┏━━

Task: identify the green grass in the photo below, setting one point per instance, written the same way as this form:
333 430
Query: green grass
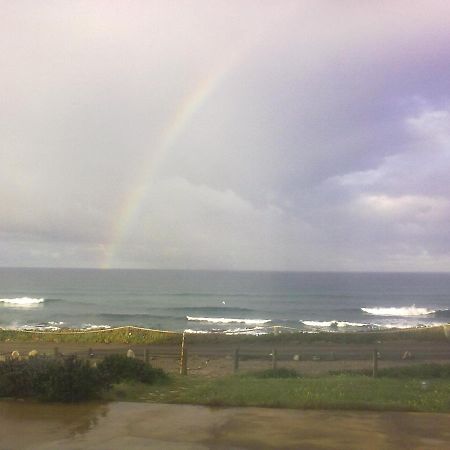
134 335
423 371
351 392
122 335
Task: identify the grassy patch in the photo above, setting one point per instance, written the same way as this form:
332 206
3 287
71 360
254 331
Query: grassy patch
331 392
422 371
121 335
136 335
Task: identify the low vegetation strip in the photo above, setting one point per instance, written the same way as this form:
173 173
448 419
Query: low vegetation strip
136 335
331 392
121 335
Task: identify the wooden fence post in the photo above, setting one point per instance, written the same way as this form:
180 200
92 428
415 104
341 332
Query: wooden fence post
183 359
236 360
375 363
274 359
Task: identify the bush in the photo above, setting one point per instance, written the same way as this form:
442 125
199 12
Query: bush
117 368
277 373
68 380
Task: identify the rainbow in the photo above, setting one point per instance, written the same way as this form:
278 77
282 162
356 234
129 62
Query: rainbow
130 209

┗━━
┏━━

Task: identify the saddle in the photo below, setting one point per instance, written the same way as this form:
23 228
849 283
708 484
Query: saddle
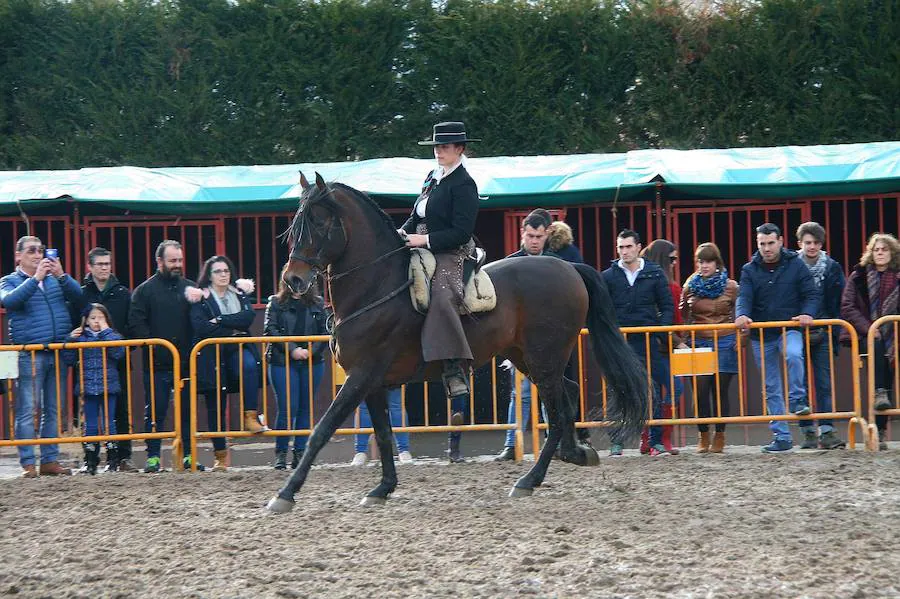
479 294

┗━━

§ Task to complete
For the material, state how many lines include the string "above"; the answer is that number alone.

§ Answer box
5